» **WHAT YOU ARE ASKED TO DO**
Search the data for "blue". Each line containing it is to be copied.

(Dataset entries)

□ □ □ □ □

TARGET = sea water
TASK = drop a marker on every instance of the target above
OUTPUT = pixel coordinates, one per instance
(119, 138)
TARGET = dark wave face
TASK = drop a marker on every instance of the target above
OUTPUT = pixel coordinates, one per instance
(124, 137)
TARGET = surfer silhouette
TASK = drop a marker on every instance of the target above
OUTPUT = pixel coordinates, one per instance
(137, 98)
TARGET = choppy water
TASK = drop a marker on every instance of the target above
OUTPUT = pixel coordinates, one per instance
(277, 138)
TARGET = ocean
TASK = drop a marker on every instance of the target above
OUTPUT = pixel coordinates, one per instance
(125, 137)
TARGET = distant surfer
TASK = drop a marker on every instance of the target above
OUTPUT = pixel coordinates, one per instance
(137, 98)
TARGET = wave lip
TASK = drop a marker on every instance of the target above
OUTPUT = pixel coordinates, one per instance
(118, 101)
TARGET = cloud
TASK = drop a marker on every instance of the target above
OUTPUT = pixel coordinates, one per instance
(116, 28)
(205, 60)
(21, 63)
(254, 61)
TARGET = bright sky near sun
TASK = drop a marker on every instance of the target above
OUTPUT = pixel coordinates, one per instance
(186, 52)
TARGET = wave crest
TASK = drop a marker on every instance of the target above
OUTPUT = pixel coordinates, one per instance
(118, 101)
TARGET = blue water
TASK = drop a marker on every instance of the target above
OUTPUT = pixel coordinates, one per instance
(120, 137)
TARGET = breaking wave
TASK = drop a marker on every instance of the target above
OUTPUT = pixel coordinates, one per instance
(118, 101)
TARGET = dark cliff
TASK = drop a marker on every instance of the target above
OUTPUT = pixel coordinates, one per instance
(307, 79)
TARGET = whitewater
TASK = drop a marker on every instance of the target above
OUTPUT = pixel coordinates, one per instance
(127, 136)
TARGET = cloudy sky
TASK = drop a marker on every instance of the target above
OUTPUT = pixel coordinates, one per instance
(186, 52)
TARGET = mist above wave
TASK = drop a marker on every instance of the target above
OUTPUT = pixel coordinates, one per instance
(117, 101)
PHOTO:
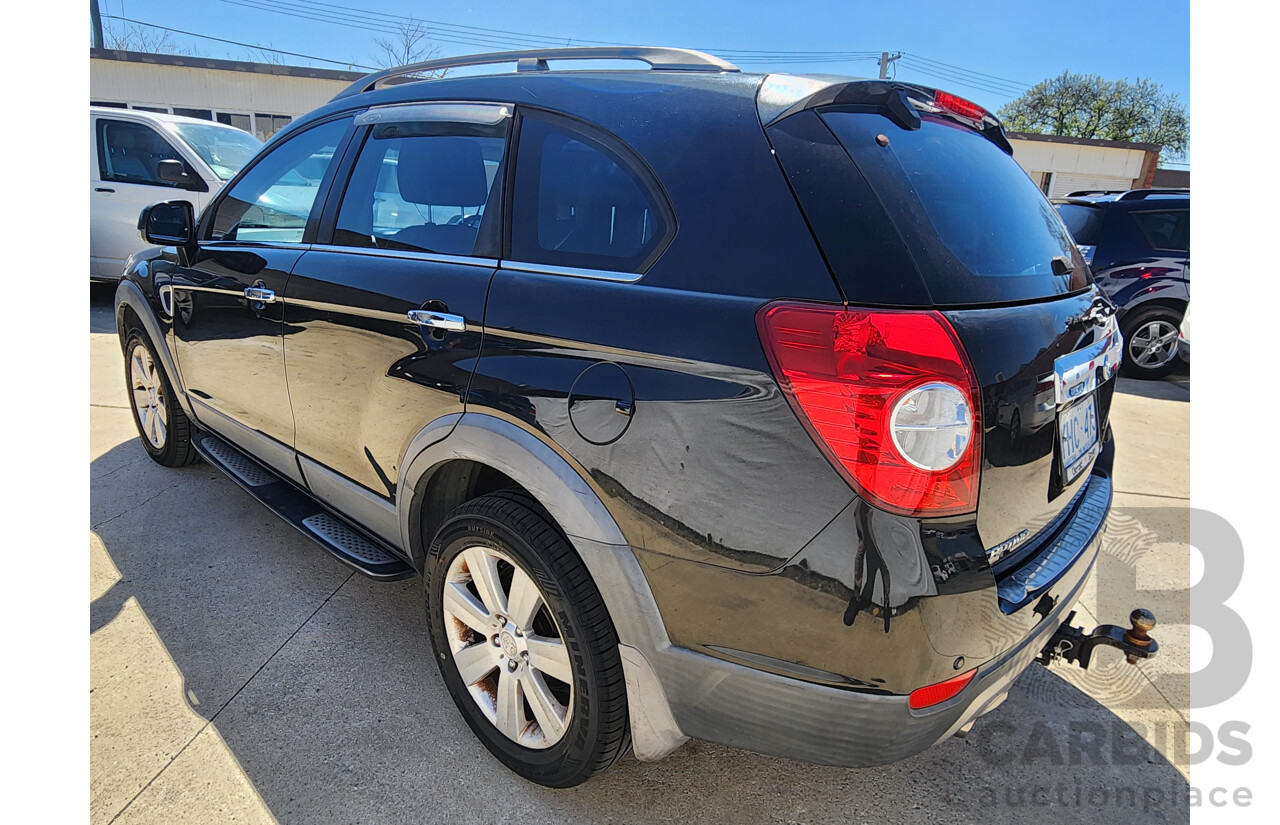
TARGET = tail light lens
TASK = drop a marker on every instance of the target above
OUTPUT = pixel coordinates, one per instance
(888, 395)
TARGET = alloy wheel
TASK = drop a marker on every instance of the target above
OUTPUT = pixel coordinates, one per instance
(149, 402)
(1153, 344)
(507, 647)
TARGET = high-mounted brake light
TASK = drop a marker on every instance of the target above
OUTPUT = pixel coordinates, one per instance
(932, 695)
(959, 105)
(888, 395)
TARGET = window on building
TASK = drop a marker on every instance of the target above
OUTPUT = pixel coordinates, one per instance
(240, 122)
(266, 125)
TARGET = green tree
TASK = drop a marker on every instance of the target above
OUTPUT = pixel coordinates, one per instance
(1092, 106)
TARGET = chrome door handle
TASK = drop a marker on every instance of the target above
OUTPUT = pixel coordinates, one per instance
(438, 320)
(257, 293)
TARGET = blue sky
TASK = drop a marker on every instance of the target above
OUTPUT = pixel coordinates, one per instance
(987, 51)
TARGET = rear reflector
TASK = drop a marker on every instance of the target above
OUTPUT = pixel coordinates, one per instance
(888, 395)
(932, 695)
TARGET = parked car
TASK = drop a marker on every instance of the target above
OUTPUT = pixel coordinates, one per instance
(138, 157)
(1138, 244)
(1184, 335)
(679, 389)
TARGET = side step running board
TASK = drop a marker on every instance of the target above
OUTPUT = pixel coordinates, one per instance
(347, 544)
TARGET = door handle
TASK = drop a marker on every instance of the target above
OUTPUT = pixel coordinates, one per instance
(438, 320)
(260, 294)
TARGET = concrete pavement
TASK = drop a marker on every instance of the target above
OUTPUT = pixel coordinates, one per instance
(241, 674)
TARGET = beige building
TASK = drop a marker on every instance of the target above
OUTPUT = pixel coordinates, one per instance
(254, 96)
(1060, 165)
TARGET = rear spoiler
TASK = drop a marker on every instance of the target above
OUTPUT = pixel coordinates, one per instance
(784, 95)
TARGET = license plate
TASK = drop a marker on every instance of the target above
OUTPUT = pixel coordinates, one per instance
(1078, 436)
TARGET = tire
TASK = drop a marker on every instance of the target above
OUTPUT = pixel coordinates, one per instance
(554, 743)
(1142, 329)
(163, 426)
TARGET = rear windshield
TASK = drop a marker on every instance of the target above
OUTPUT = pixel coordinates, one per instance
(1082, 221)
(979, 230)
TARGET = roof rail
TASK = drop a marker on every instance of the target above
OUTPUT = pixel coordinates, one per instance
(535, 60)
(1087, 192)
(1138, 195)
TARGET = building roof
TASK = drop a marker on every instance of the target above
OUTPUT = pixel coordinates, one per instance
(225, 65)
(1063, 138)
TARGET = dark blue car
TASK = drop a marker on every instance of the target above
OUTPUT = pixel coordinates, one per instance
(1138, 247)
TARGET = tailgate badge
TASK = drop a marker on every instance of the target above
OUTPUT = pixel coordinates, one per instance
(1006, 546)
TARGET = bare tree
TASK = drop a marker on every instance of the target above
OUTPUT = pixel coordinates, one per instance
(408, 44)
(129, 37)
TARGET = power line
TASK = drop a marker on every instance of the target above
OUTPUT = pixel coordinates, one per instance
(236, 42)
(963, 70)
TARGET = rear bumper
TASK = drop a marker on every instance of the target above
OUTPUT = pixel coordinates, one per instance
(740, 706)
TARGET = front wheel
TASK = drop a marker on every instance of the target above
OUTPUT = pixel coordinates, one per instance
(163, 426)
(525, 644)
(1151, 343)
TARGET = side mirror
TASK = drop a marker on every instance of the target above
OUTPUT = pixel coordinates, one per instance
(168, 224)
(176, 172)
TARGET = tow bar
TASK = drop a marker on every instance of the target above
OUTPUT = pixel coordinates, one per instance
(1074, 646)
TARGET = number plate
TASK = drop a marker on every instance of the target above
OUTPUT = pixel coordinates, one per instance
(1078, 436)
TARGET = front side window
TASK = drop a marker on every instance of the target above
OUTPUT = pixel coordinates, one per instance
(579, 204)
(273, 201)
(1166, 230)
(421, 187)
(131, 152)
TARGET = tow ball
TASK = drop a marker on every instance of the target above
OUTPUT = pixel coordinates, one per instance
(1074, 646)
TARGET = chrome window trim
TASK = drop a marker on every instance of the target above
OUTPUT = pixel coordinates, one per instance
(571, 271)
(430, 257)
(438, 111)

□ □ □ □ □

» **EXERCISE RESULT**
TARGET = blue water
TARGET = blue sky
TARGET = dark blue car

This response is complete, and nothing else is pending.